━━━ Passage given ━━━
The mechanical loads that gas diffusion layers (GDLs) withstand in polymer electrolyte membrane fuel cell (PEMFC) stacks are sensitive to the assembly and working conditions. The mechanical properties of GDLs mostly depend on their composition materials, microstructural characteristics, operation conditions, etc. An accurate and comprehensive understanding of the mechanical performance of GDLs is significant for predicting the stress distribution and improving the assembly technology of PEMFC stacks. This study presented a novel 3-D nonlinear and orthotropic constitutive model of a carbon paper GDL to represent the material stiffness matrix with its compressive, tensile, and shear properties. Numerical simulations were performed based on the 3-D constitutive model, and the proposed 3-D model was validated against the experimental data reported previously. It is found that the simulation results of the 3-D constitutive model show a good agreement with the experimental results. Besides, the novel 3-D nonlinear and orthotropic model was applied in the overall stress simulation of a simplified PEMFC unit cell, compared to a conventional 3-D linear and isotropic model, and the simulation results of the two models show a significant difference.
━━━ Listed entries ━━━
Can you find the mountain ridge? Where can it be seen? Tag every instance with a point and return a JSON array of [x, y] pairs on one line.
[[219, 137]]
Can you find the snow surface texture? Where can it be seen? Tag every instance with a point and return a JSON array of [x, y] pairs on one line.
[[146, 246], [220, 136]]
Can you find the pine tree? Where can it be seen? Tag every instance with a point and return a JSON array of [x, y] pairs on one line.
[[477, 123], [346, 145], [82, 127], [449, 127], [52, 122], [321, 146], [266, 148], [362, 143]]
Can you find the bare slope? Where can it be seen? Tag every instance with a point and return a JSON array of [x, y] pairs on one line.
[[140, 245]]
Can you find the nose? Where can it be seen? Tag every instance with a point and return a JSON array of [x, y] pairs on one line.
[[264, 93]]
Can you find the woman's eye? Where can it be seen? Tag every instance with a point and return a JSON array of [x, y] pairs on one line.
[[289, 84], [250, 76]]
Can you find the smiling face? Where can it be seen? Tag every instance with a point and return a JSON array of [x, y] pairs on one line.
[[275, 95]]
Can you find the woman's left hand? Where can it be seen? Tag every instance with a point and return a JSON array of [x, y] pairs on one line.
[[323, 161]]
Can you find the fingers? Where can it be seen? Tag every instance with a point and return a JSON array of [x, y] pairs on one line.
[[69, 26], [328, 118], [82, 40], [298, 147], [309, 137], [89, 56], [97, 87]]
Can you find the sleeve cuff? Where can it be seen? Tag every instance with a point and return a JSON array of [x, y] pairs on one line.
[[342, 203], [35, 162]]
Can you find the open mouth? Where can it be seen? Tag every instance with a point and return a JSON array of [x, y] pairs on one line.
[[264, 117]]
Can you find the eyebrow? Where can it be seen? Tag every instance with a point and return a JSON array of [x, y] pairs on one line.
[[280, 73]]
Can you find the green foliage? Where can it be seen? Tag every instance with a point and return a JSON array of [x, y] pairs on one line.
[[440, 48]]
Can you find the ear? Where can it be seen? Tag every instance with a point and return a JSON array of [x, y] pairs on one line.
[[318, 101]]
━━━
• _Exercise directions_
In the passage on gas diffusion layers, which model was the new 3-D nonlinear and orthotropic model compared against in the stress simulation of a simplified PEMFC unit cell?

• _Solution for this task_
A conventional 3-D linear and isotropic model.